• Brief: Turn every line of the items below into a numbered list, skipping any blank lines. Leave the pictures out.

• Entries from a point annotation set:
= = = = =

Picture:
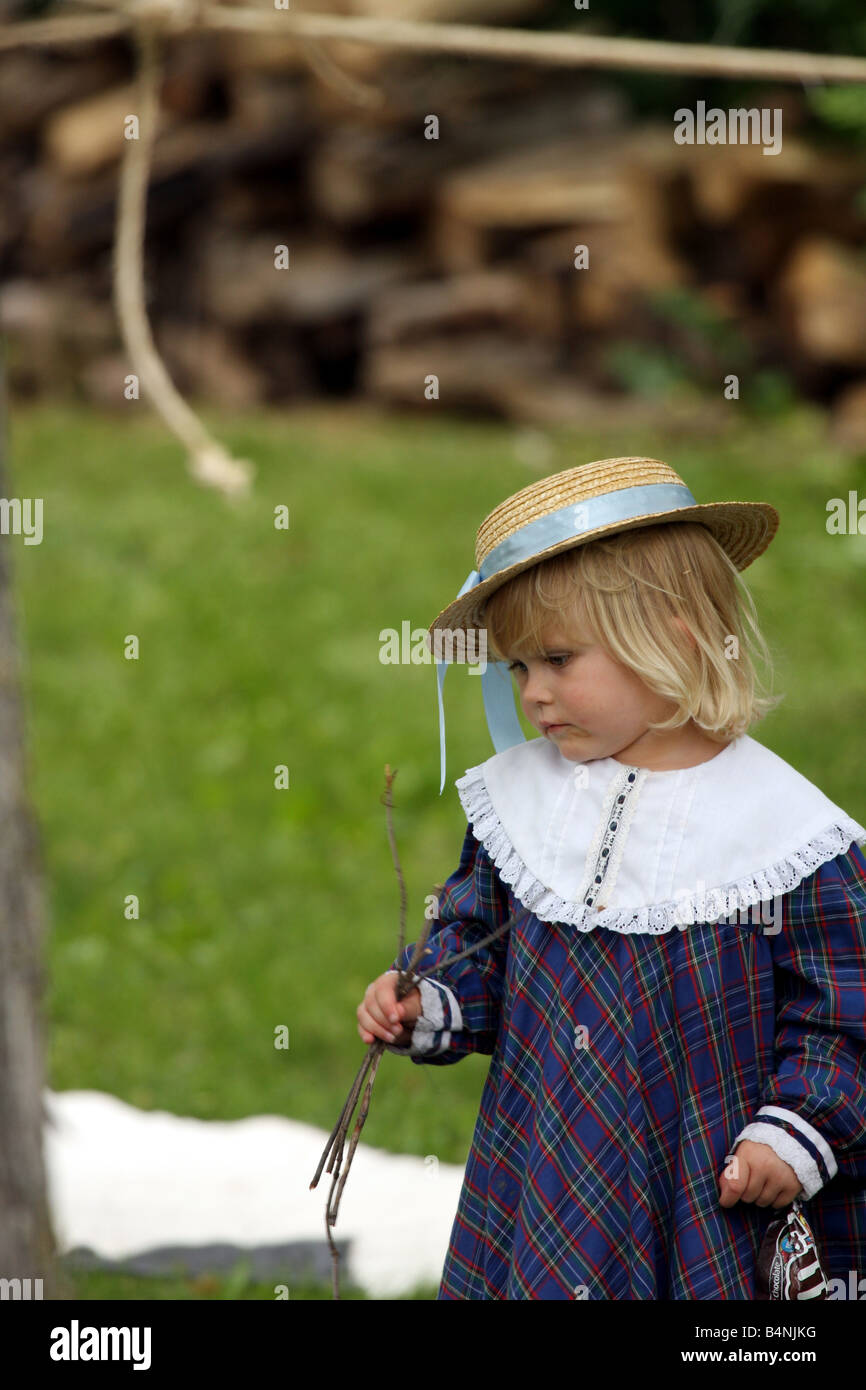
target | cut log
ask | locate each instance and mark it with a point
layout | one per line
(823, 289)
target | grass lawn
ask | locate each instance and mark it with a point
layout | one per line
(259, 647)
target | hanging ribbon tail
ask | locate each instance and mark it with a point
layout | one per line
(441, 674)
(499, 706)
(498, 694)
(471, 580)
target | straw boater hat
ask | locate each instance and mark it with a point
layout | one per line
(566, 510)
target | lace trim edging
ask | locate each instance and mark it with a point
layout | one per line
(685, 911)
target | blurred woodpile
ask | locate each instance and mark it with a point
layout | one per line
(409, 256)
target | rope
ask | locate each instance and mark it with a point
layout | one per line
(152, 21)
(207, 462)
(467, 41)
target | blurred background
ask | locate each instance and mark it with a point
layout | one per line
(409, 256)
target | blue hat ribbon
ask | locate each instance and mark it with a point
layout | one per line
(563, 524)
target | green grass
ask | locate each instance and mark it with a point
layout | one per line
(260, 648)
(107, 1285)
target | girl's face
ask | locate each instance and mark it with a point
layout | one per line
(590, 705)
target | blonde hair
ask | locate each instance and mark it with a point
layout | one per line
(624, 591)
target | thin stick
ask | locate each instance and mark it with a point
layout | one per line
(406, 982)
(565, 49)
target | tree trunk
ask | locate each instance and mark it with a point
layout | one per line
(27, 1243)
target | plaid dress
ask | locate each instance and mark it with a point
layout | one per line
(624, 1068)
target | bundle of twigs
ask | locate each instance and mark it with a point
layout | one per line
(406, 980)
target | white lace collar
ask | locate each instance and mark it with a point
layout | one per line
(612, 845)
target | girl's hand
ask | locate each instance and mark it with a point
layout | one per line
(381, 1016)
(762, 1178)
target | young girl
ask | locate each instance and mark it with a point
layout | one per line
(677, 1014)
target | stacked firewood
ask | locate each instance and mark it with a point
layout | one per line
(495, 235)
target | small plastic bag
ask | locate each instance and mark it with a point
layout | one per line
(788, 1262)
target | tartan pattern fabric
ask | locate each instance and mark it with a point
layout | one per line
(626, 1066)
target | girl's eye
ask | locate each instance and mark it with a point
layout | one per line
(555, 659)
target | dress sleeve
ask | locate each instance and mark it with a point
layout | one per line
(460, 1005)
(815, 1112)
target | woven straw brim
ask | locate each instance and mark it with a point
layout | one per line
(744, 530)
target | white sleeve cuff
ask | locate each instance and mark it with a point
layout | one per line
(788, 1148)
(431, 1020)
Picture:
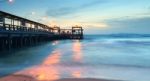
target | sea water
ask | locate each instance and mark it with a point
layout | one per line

= = = = =

• Full answer:
1. Picture:
2. target | cut log
3. ask | locate each instance and mark it with a point
4. layout | one per line
5. (823, 289)
6. target | grass lawn
7. ask | locate each instance and mark it with a point
8. layout | one per line
9. (259, 647)
10. target | hanging ribbon tail
11. ask | locate each instance and mark it with a point
12. layout | one per line
13. (441, 674)
14. (499, 706)
15. (498, 694)
16. (471, 580)
17. target | straw boater hat
18. ask | locate each instance and mark it with a point
19. layout | one per line
20. (566, 510)
21. target | lace trim edging
22. ask | locate each instance and mark it with a point
23. layout | one per line
24. (685, 911)
25. target | blurred woodpile
26. ask | locate each instance and mark it with a point
27. layout | one per line
28. (409, 256)
29. target | rope
30. ask | locate each instance and mark it with a point
31. layout | one per line
32. (152, 21)
33. (207, 462)
34. (467, 41)
35. target | blurred background
36. ask | locate each instance and mark it with a point
37. layout | one per line
38. (409, 256)
39. target | blue hat ribbon
40. ask | locate each instance and mark it with a point
41. layout | one per line
42. (563, 524)
43. target | green grass
44. ask | locate each instance and mark it with a point
45. layout | one per line
46. (260, 648)
47. (107, 1285)
48. target | girl's face
49. ask | locate each instance and mark it with a point
50. layout | one per line
51. (590, 705)
52. target | blonde hair
53. ask | locate each instance and mark it with a point
54. layout | one per line
55. (624, 591)
56. target | thin stick
57. ask | locate each instance and mark it with a point
58. layout | one per line
59. (406, 982)
60. (565, 49)
61. target | tree trunk
62. ask | locate each instance and mark it with a point
63. layout | one per line
64. (27, 1243)
65. target | plaid dress
66. ask | locate each instance and mark it with a point
67. layout | one per line
68. (624, 1068)
69. target | bundle of twigs
70. ask | locate each instance and mark it with a point
71. layout | one per line
72. (406, 980)
73. target | white lace collar
74. ask | locate each instance and mark it with a point
75. layout | one per line
76. (612, 845)
77. target | girl's hand
78. ask | locate each instance and mark it with a point
79. layout | one per line
80. (381, 1016)
81. (762, 1178)
82. target | young girl
83. ask | locate each instance and mark it with a point
84. layout | one per line
85. (677, 1014)
86. target | stacked firewood
87. ask | locate each instance and mark it with a point
88. layout | one per line
89. (495, 235)
90. target | small plastic bag
91. ask | locate each instance and mark it with a point
92. layout | one per line
93. (788, 1262)
94. target | tartan pattern fabric
95. ask | locate each instance and mark it with a point
96. layout | one per line
97. (626, 1066)
98. target | girl's eye
99. ask | locate each instance and mark it with a point
100. layout | one per line
101. (555, 659)
102. target | dress sleeve
103. ask | locate each instance and mark it with a point
104. layout | one per line
105. (460, 1005)
106. (815, 1112)
107. target | woven straw brim
108. ask | locate each instance and mark it with a point
109. layout | one per line
110. (744, 530)
111. target | white sleeve cuff
112. ask | locate each instance and mark it with a point
113. layout | one per line
114. (788, 1148)
115. (431, 1020)
116. Picture:
117. target | sea water
118. ask | locate each instance and mark it with a point
119. layout | one per line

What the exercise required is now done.